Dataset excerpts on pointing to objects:
☆ ☆ ☆ ☆ ☆ ☆ ☆
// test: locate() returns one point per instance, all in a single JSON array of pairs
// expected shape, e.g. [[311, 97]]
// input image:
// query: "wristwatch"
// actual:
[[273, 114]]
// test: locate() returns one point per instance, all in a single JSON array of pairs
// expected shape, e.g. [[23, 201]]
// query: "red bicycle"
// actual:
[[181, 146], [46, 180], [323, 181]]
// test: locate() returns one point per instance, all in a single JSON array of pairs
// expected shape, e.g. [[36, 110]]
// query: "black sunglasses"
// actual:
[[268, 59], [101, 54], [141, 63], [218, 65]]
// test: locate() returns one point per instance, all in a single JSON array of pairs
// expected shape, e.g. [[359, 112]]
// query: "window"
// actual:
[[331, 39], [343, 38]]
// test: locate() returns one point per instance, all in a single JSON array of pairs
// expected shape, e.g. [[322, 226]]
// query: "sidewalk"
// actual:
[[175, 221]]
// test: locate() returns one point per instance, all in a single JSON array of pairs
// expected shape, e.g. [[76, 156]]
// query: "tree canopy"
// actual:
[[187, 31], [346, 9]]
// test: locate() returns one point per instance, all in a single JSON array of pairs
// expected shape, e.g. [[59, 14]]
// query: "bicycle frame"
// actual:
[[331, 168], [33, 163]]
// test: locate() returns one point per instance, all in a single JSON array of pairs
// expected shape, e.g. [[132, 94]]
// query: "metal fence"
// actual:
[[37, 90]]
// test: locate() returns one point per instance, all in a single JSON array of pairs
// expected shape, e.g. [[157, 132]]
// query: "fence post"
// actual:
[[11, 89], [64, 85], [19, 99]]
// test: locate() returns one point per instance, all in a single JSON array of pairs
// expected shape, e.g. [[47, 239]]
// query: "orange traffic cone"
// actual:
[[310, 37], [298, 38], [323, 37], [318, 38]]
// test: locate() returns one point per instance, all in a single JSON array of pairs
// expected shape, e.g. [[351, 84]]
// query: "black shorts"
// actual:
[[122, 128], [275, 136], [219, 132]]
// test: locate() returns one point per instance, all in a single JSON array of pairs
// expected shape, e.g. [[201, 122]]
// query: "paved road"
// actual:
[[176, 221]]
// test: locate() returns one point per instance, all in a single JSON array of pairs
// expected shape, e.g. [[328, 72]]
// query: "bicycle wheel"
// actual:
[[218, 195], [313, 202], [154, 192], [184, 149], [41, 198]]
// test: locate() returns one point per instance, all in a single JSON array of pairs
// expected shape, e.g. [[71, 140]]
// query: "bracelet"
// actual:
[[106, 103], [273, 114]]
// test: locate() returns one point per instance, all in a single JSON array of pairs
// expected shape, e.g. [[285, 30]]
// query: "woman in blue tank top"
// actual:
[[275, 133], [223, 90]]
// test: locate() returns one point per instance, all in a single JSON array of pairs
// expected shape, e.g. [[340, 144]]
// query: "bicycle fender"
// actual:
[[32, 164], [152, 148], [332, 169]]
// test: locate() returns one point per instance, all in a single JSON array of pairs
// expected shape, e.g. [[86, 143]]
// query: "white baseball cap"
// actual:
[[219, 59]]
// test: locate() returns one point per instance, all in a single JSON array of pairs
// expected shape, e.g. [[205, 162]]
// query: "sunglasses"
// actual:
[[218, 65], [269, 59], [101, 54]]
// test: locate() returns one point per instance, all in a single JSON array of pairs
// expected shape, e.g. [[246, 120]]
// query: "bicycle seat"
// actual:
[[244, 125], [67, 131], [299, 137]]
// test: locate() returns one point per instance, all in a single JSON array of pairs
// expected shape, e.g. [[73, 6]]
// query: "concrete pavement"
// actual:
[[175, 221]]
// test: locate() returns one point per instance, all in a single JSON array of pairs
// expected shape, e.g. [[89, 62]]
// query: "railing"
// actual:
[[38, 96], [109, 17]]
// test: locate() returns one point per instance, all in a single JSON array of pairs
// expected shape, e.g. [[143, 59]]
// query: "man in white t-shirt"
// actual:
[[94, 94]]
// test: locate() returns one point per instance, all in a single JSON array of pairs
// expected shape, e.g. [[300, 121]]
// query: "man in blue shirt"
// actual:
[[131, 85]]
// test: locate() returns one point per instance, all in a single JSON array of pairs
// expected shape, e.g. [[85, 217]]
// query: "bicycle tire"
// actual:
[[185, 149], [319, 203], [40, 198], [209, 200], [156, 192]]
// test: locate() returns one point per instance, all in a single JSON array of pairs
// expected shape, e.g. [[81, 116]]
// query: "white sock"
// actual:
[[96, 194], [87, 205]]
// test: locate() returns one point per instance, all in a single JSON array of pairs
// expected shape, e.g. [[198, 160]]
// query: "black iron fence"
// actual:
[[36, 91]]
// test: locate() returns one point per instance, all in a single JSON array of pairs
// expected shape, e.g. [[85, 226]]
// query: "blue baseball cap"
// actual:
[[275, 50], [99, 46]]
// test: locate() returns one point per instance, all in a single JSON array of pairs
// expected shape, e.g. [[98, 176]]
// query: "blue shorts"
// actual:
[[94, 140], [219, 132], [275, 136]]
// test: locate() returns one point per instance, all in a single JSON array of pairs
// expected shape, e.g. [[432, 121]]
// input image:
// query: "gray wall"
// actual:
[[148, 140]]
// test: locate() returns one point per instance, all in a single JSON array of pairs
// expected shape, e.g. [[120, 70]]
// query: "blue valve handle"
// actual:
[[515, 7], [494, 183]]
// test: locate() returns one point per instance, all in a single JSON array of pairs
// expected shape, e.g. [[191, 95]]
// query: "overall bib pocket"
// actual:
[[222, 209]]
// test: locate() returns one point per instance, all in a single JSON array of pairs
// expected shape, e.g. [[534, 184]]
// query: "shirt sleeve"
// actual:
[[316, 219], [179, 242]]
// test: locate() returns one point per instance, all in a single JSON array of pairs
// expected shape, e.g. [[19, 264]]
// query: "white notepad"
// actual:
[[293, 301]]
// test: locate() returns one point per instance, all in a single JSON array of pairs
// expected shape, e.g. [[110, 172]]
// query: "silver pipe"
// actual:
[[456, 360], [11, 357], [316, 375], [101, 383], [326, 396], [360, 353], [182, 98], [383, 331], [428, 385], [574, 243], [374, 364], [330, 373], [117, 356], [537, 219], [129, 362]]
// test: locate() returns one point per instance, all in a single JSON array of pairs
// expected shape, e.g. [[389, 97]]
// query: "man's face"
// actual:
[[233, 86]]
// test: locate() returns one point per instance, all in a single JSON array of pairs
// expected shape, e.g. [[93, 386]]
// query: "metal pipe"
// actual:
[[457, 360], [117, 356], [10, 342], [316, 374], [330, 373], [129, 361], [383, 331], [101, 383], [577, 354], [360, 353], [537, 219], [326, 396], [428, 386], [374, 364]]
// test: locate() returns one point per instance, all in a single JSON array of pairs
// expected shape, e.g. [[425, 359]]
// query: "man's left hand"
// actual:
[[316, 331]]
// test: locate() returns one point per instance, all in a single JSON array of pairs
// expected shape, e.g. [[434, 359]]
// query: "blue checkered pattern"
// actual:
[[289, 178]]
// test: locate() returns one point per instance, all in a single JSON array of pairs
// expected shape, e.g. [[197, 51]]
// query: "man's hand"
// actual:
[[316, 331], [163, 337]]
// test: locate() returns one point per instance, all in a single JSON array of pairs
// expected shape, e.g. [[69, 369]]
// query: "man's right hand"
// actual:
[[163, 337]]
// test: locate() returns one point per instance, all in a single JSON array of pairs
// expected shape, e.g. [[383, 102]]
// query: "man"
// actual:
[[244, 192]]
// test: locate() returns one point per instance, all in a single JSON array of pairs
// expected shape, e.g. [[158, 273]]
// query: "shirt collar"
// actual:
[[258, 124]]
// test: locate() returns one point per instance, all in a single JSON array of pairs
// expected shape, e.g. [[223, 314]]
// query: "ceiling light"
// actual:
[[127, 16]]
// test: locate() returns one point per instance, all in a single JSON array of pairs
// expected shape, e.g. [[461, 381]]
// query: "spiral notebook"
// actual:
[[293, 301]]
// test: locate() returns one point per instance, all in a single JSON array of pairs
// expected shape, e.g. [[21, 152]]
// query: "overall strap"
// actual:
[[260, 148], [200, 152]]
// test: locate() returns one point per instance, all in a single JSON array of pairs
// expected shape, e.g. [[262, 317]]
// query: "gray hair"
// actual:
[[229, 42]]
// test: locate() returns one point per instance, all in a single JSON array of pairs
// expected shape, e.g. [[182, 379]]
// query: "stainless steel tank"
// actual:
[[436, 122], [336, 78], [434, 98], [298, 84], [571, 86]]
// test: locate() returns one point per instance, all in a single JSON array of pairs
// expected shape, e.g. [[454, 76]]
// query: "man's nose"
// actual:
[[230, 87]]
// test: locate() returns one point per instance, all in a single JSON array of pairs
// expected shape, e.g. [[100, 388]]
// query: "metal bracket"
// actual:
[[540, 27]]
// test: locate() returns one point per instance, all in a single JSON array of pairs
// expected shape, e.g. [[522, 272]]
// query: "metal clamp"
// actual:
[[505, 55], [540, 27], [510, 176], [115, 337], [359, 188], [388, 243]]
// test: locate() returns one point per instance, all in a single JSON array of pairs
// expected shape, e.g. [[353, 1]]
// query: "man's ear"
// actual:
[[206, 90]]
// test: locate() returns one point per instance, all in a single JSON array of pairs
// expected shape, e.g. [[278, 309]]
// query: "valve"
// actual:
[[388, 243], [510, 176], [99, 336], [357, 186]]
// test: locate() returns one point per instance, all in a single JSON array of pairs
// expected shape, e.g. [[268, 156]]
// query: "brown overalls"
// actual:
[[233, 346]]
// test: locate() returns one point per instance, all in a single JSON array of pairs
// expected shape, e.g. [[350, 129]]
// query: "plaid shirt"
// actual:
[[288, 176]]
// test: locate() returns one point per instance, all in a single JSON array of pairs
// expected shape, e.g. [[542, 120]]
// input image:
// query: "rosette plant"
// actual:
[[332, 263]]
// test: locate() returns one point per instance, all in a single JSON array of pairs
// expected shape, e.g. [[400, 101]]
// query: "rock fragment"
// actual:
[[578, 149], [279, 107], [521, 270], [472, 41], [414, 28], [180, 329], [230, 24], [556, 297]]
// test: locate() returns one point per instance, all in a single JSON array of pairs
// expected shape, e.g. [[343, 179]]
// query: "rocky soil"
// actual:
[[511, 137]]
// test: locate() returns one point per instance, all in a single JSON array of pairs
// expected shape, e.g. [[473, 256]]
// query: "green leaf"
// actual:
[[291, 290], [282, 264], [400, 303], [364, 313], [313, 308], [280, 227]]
☆ ☆ ☆ ☆ ☆ ☆ ☆
• GIVEN EXERCISE:
Can you rescale the rows from the start through the line containing "[[122, 128], [275, 136], [219, 132]]", inclusive, by giving every line again with each point coordinate in the answers multiplied by 1.1 and rounded to a whole number, halves rounding up? Keep all the other lines and numbers unchanged.

• TASK RESULT:
// test: locate() returns one point per instance, all in a single JSON array of pairs
// expected shape, e.g. [[311, 97]]
// input image:
// query: "wristwatch"
// actual:
[[300, 125]]
// test: locate() returns one point per instance, all in a single JSON array of pairs
// expected shape, e.g. [[23, 201]]
// query: "red bicycle"
// actual:
[[199, 161], [51, 198], [355, 199]]
// test: locate() returns one point per instance, all in a single JSON array of pairs
// expected shape, e.g. [[36, 110]]
// query: "black sunglasses"
// actual:
[[295, 65], [111, 59], [155, 69], [240, 72]]
// test: locate() returns one point per instance, all in a single JSON array of pairs
// expected shape, e.g. [[359, 112]]
// query: "window"
// actual:
[[364, 43], [377, 42]]
// test: locate() returns one point per instance, all in a single JSON array of pairs
// expected shape, e.g. [[322, 226]]
// query: "sidewalk"
// actual:
[[193, 243]]
// test: locate() returns one point per instance, all in a single JSON array of pairs
// expected shape, e.g. [[76, 156]]
// query: "tree canopy"
// actual:
[[206, 34], [381, 10]]
// test: locate() returns one point per instance, all in a single JSON array of pairs
// expected shape, e.g. [[59, 14]]
// query: "bicycle frame"
// actual:
[[364, 185], [36, 179]]
// test: locate() returns one point per instance, all in a single JSON array of pairs
// expected shape, e.g. [[132, 94]]
// query: "metal fence"
// actual:
[[41, 99]]
// test: locate() returns one point per instance, all in a single JSON array of pairs
// expected shape, e.g. [[157, 132]]
// query: "fence post"
// actual:
[[12, 98], [70, 94], [21, 109]]
// test: locate() returns one point per instance, all in a single JSON array of pairs
// expected shape, e.g. [[47, 239]]
// query: "orange traffic cone"
// actual:
[[341, 41], [328, 42], [355, 41], [350, 42]]
// test: locate() returns one point per instance, all in a single JSON array of pairs
// expected shape, e.g. [[351, 84]]
// query: "black shorts"
// actual:
[[134, 141], [303, 150], [241, 145]]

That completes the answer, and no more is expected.